[Rows from a pointing dataset]
>> Start
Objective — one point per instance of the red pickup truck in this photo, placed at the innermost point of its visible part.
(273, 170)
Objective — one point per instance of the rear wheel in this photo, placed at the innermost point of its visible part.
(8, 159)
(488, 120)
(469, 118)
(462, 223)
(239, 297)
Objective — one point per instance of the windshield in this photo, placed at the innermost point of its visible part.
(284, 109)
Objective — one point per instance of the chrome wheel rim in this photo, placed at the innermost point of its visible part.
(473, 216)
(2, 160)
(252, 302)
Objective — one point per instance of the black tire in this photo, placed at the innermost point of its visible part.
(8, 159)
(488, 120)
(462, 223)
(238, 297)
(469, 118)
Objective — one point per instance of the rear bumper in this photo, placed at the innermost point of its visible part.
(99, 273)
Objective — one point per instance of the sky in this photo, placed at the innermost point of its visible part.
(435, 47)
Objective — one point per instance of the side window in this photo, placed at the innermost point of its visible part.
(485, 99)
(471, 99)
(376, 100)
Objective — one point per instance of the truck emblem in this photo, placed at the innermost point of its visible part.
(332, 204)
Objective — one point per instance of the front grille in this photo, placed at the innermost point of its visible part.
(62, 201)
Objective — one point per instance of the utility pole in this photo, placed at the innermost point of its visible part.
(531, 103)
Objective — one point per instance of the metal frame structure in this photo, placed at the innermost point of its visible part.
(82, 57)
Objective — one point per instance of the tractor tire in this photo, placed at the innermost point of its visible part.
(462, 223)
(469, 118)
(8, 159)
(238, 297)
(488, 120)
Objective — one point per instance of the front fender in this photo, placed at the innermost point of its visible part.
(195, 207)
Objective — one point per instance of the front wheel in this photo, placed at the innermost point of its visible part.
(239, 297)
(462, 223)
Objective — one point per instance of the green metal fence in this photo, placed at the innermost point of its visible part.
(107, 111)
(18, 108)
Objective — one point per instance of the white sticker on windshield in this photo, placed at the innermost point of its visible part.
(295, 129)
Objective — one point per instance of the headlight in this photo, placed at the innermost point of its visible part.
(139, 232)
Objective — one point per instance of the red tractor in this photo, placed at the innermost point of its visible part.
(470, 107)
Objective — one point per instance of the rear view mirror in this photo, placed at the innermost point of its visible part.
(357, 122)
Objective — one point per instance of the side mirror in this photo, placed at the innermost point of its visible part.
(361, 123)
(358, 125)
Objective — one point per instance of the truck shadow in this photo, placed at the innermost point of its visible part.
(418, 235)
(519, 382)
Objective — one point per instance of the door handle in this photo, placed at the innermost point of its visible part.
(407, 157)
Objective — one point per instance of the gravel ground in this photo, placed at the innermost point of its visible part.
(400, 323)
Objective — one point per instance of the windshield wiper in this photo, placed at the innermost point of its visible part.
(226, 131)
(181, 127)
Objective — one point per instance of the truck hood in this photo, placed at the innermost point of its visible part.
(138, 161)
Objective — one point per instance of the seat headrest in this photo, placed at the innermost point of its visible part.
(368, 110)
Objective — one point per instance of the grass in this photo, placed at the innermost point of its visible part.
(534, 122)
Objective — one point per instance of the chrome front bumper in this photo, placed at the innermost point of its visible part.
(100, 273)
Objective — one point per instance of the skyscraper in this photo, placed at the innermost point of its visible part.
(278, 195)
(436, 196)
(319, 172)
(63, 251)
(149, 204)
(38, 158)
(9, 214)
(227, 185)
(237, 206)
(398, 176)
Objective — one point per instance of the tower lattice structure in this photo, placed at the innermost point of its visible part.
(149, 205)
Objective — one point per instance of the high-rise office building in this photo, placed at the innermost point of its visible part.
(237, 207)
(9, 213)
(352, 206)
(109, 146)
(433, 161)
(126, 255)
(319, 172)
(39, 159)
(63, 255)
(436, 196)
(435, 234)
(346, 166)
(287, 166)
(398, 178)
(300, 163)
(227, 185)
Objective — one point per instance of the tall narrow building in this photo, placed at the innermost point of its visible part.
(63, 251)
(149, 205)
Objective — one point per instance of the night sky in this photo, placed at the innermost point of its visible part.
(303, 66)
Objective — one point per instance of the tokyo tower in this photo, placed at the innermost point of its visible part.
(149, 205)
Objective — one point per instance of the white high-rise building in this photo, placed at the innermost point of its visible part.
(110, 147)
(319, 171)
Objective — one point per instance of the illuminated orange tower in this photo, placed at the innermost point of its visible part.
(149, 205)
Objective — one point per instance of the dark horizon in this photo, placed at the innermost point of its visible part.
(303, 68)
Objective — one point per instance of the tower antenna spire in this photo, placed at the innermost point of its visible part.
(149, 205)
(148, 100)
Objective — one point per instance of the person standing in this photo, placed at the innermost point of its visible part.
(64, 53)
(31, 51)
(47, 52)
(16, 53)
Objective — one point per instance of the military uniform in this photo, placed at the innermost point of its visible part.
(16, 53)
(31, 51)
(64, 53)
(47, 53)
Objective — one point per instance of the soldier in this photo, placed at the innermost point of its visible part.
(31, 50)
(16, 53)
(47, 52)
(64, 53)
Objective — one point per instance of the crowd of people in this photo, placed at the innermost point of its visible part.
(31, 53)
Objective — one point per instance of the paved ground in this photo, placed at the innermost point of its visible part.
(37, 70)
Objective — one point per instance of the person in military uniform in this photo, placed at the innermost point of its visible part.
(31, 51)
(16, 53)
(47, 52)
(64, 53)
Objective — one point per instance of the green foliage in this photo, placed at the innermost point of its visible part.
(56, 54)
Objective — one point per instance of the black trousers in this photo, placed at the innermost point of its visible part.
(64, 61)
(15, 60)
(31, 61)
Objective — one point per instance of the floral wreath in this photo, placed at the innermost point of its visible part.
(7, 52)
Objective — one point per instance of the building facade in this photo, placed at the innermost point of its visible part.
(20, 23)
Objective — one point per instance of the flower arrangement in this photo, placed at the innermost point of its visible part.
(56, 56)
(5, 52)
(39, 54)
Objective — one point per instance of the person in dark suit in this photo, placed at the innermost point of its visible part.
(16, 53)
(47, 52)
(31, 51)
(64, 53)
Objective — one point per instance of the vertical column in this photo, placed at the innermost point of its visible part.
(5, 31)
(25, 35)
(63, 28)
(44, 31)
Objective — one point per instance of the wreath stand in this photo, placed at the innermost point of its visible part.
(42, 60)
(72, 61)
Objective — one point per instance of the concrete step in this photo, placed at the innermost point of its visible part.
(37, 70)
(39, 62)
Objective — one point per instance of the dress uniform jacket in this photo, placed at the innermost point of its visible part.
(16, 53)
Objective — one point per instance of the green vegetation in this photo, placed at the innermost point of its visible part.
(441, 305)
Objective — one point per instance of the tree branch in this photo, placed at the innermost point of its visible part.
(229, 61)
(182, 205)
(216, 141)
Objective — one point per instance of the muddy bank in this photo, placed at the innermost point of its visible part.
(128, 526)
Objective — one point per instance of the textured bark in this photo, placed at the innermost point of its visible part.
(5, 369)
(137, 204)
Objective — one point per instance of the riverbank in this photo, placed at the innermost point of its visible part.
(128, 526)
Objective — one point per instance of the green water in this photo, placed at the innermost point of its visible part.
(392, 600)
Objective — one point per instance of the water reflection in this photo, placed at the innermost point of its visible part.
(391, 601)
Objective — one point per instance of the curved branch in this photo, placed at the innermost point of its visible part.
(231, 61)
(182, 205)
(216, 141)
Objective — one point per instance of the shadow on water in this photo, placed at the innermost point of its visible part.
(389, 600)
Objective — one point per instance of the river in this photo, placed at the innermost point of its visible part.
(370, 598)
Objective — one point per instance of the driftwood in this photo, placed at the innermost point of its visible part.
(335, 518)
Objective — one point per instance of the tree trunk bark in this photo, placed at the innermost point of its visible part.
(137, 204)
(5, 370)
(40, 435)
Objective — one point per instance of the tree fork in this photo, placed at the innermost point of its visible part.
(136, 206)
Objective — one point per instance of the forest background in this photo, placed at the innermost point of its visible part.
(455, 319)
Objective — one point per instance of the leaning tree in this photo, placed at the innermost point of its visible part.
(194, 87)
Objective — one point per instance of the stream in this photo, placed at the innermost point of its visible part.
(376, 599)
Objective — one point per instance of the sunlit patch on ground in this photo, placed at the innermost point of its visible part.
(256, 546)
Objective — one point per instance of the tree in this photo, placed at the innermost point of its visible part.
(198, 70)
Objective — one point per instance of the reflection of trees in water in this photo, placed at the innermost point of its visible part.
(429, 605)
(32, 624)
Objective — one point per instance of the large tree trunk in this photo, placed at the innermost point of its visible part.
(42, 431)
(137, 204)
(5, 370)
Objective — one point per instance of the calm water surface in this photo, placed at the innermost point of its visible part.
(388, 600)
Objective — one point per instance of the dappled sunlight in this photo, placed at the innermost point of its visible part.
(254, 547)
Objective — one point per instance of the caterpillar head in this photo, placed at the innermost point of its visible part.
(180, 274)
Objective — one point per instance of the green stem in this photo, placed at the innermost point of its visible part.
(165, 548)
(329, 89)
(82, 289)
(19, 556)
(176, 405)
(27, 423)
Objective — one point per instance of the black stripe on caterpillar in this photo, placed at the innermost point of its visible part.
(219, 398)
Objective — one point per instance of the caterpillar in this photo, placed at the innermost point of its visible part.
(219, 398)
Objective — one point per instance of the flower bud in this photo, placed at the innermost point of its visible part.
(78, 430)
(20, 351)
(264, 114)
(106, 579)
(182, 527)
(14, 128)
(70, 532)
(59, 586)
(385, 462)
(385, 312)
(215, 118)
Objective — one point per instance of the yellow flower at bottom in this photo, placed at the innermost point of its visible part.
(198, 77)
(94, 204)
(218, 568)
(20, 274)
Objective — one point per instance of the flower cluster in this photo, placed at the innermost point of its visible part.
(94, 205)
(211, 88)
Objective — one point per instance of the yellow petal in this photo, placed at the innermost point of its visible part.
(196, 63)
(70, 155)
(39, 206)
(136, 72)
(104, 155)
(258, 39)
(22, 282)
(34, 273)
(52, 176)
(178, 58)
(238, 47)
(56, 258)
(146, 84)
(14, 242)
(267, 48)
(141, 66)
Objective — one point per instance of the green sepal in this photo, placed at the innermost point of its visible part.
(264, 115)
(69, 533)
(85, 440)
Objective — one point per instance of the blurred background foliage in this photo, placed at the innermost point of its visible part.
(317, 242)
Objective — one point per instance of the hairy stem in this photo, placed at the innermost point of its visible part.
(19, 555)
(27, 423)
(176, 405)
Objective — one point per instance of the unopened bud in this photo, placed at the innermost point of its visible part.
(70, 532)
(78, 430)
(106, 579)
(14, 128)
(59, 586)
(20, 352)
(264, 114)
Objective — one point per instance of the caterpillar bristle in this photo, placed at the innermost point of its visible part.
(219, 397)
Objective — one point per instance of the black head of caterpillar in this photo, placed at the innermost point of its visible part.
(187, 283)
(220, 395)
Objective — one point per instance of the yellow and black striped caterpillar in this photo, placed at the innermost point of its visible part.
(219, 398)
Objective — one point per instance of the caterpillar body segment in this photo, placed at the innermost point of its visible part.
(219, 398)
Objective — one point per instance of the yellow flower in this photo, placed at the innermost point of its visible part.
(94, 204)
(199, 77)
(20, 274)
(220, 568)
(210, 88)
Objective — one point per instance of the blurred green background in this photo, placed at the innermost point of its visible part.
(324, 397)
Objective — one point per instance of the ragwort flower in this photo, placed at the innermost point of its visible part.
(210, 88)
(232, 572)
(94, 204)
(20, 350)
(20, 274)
>> End
Repeat exactly, and only, the lines from the one containing "Objective — one point per instance of the yellow and" through the end of the material.

-- Written solution --
Objective — one point per instance of the yellow and black striped caterpillar in this photo, placed at the innermost point of its visible part.
(219, 398)
Objective — one point per instance of the caterpillar body segment in this photo, placed at the innermost point of its visible part.
(219, 398)
Objective — one point per instance of the yellow flower in this photo, placed at the innermost point of its visible part.
(94, 204)
(199, 77)
(20, 274)
(220, 568)
(210, 88)
Objective — one point per instance of the blurred green background in this photo, placed at the innermost point of its visible part.
(324, 397)
Objective — one point per instance of the ragwort flower in this photo, placed at the innermost point of its visible part.
(210, 88)
(232, 572)
(94, 204)
(20, 350)
(20, 274)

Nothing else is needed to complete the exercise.